# considering a trolling motor.



## firecat1981 (Nov 27, 2007)

I am thinking of adding a TM to my boat in the future, but I don't want to add a second battery. Right now I have a group 29 everstart maxx battery from walmart. It starts my motor, and runs my livewell pumps(1.5 amp) and bilge pump when needed (never needed yet). 
Lets assume my motor didn't have the alternator, or I didn't start my motor all day. How long can I realistically expect to use the TM and still have enough power to crank up the motor?
If I buy a TM it will probably be the motorguide varimax 40lbs thrust at walmart for $200, unless someone has a better suggestion for the price?


----------



## Mike_Poczik (Jan 24, 2010)

can't help ya with the battery question as I run a battery for tm. But unless you are looking at a saltwater TM check out Bass Pro's branded motor. I am running one now and works good, I rinse it when I get home from salt. But I do like the varimax as well as you can dial it down to barely turning the prop which I need for trollin crappie and the BPS brand has 5 speeds and can only get down to 1.3mph currently.


----------



## firecat1981 (Nov 27, 2007)

The problem with the BPS model and the MK endura I had are the switches burn alot more power then variable speed models. But if someone could shed some light on both I'd be willing to look at it, or even buy another endura model.
I do know that the endura would burn up my group 24 dual purpose battery in just a few hours if I used it alot.

▸ **ENTRIES SHOWN**:
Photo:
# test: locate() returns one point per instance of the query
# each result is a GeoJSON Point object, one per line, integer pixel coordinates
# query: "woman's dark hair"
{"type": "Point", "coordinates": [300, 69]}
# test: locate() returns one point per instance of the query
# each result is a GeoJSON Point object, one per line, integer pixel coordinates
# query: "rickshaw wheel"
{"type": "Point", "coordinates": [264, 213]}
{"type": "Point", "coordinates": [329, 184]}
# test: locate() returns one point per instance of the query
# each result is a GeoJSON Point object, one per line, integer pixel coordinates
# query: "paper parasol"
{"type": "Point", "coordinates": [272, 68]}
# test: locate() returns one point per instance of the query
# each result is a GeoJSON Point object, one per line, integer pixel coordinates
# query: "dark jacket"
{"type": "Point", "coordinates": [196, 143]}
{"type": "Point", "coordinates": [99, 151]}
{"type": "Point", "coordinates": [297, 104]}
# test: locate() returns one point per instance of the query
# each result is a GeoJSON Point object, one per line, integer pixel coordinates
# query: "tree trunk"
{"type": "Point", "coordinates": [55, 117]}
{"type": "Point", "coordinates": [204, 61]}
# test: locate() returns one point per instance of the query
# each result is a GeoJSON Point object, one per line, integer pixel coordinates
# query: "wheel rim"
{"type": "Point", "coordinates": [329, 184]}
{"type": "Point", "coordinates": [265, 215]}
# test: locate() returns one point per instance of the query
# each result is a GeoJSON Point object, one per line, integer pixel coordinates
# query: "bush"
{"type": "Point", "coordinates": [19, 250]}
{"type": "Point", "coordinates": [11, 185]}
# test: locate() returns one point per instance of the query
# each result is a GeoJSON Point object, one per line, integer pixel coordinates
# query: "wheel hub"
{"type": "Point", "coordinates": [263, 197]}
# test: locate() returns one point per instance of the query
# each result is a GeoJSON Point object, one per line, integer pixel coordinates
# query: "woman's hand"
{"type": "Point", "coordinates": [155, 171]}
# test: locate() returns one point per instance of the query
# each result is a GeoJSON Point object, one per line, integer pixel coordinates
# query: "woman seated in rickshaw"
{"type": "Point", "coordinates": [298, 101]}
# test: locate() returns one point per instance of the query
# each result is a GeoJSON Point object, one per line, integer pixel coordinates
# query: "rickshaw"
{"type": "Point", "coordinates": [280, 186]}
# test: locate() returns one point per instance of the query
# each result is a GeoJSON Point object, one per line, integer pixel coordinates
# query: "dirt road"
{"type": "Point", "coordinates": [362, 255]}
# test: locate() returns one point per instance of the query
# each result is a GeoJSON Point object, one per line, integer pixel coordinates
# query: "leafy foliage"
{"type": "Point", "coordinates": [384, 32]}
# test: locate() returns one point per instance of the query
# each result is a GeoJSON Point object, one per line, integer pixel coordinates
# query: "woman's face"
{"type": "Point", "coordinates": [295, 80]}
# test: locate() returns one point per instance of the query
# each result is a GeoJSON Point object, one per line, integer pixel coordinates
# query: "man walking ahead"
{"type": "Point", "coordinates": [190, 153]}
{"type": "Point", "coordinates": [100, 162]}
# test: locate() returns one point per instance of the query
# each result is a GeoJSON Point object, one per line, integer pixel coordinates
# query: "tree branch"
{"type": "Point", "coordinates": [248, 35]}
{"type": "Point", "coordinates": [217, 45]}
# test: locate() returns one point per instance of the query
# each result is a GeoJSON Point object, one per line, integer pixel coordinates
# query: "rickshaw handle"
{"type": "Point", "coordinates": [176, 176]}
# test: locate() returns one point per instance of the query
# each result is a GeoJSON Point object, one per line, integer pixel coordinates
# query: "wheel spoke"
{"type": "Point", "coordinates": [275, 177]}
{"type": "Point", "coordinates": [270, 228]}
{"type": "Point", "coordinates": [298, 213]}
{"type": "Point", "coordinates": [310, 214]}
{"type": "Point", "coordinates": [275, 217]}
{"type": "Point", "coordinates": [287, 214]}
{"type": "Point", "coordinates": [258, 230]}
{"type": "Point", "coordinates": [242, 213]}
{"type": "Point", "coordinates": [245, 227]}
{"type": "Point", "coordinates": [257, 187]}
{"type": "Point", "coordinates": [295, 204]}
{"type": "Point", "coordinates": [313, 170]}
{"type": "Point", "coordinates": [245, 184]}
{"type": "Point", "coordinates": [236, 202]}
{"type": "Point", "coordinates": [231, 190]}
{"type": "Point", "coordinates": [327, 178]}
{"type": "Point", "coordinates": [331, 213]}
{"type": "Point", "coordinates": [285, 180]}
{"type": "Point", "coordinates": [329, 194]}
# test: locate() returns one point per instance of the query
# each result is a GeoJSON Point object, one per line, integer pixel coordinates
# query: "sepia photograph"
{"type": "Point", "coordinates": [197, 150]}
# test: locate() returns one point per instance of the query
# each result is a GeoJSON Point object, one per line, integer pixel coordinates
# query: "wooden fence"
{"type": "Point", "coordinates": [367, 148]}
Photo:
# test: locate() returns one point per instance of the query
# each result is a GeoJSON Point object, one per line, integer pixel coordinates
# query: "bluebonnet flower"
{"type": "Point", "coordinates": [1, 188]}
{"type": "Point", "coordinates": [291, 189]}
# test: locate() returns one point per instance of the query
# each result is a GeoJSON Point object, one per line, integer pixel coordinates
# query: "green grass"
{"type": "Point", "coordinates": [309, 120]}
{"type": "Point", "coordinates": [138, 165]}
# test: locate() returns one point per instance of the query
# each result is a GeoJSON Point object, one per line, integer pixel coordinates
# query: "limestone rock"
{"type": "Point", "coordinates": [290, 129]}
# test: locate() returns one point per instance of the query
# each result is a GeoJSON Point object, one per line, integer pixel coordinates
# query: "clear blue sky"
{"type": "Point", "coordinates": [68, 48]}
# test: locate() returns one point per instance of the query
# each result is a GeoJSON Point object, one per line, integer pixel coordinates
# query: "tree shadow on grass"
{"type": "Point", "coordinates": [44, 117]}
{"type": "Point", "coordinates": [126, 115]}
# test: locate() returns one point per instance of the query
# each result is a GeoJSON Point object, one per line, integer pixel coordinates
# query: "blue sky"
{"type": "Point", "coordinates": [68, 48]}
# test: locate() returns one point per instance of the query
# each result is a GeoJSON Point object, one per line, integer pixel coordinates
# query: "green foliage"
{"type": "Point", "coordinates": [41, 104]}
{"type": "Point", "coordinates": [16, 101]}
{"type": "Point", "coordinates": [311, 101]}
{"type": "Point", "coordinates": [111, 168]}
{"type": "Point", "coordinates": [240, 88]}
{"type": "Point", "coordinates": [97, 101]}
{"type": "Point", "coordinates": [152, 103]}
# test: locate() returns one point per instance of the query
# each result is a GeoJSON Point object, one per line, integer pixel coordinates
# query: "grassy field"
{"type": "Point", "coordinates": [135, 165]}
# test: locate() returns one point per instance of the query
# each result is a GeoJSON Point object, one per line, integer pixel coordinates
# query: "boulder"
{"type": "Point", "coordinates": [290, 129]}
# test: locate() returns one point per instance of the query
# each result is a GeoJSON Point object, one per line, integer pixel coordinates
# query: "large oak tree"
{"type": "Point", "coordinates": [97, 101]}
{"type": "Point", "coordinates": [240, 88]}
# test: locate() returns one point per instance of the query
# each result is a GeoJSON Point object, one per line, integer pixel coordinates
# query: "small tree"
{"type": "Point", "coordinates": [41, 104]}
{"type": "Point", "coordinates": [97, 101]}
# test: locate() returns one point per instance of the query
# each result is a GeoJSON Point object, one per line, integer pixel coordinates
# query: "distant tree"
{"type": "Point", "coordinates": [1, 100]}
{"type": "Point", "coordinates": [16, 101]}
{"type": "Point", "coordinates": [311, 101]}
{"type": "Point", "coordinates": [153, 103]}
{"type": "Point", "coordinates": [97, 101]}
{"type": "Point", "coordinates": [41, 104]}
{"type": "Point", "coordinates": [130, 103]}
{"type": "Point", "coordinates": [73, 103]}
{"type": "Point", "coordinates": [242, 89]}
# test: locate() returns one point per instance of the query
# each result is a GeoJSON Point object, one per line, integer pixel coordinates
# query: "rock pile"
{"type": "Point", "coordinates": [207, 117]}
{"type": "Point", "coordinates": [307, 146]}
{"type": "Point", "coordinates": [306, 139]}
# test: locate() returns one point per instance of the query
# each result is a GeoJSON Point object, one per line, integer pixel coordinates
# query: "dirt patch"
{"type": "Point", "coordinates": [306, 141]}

▸ **WRITTEN REQUEST 1**:
Reproduce the trolling motor thread word for word, starting at "I am thinking" and ending at "(Jan 24, 2010)".
▸ **WRITTEN REQUEST 2**:
Count the lines of the entries that contain the string "wheel", and reply with that number alone.
The trolling motor thread and the entries are unrelated to each other.

▸ **FINISHED ANSWER 1**:
I am thinking of adding a TM to my boat in the future, but I don't want to add a second battery. Right now I have a group 29 everstart maxx battery from walmart. It starts my motor, and runs my livewell pumps(1.5 amp) and bilge pump when needed (never needed yet). 
Lets assume my motor didn't have the alternator, or I didn't start my motor all day. How long can I realistically expect to use the TM and still have enough power to crank up the motor?
If I buy a TM it will probably be the motorguide varimax 40lbs thrust at walmart for $200, unless someone has a better suggestion for the price?


----------



## Mike_Poczik (Jan 24, 2010)

▸ **FINISHED ANSWER 2**:
4